Stated task 1 —
Rewrite the dataset rows on where objects appear as a numbered list, leaving out any blank lines.

-------- Reading passage

We do have to be careful of what definition we use for a straight party line vote. One definition is when a majority of one-party votes against the majority of the other party. This one I’m not using. Bipartisan vote going by this is when a majority of both parties vote for the same bill or legislation. I not using this one for bipartisanship either.
For me a party line vote is one party all voting one way, the other party voting the other. You can have 1 or 2 senators joining in voting with the other party or 5 or 6 house members, but I still classify that as a party line vote, not bipartisan. We’ve had many of this type of voting over the last 20 years which prior to that was very rare. For something to be considered bipartisan, it doesn’t have to be a majority of both party’s which is the traditional definition. I’d say in a 50-50 senate, a 60-40 edge is enough for me to consider it being bipartisan along with 30 or more house members crossing the aisle to vote with the other party in a 222-213 house. Gaining a couple of senators of the opposing party or less than 20 house members of the opposite party isn’t bipartisan.
Prior to Reid and McConnell, it seems to me the leadership of both parties were more willing and much less heavy handed in allowing their members to vote their conscious or the way they wanted to. Especially if those members came from a swing district that could be lost if they voted the way the leadership wanted them to. Nostalgia? Maybe. I can’t remember censoring folks or trying to kick members of your party out of it if they didn’t vote the way the leadership wanted. Sinema and Manchin comes to mind as do Cheney and Romney along with other GOP house members who voted to impeach Trump and joined the 1-6 committee. The past has never been wine and roses, you’re correct there. But I don’t think the amount of intransigents and hatred was there.

----------------

Stated task 2 —
Answer these questions about the passage on party line votes:
(a) Under the first definition the passage gives, what makes a vote a straight party line vote?
(b) In a 50-50 senate, what edge does the writer consider enough to call a vote bipartisan?
(c) Which two leaders does the writer name as the point before which party leadership seemed less heavy-handed?

-------- Extracted entries

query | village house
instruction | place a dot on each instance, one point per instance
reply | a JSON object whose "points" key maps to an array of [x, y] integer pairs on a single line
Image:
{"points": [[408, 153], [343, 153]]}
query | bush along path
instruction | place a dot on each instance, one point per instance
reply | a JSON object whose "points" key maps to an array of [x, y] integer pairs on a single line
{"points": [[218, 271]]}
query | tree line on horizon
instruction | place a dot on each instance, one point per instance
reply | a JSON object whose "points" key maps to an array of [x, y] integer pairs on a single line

----------------

Correct answer 1 —
1. query | village house
2. instruction | place a dot on each instance, one point per instance
3. reply | a JSON object whose "points" key maps to an array of [x, y] integer pairs on a single line
4. Image:
5. {"points": [[408, 153], [343, 153]]}
6. query | bush along path
7. instruction | place a dot on each instance, one point per instance
8. reply | a JSON object whose "points" key maps to an array of [x, y] integer pairs on a single line
9. {"points": [[218, 271]]}
10. query | tree line on horizon
11. instruction | place a dot on each instance, one point per instance
12. reply | a JSON object whose "points" key maps to an array of [x, y] integer pairs on a single line

Correct answer 2 —
(a) A majority of one party votes against the majority of the other party.
(b) A 60-40 edge.
(c) Reid and McConnell.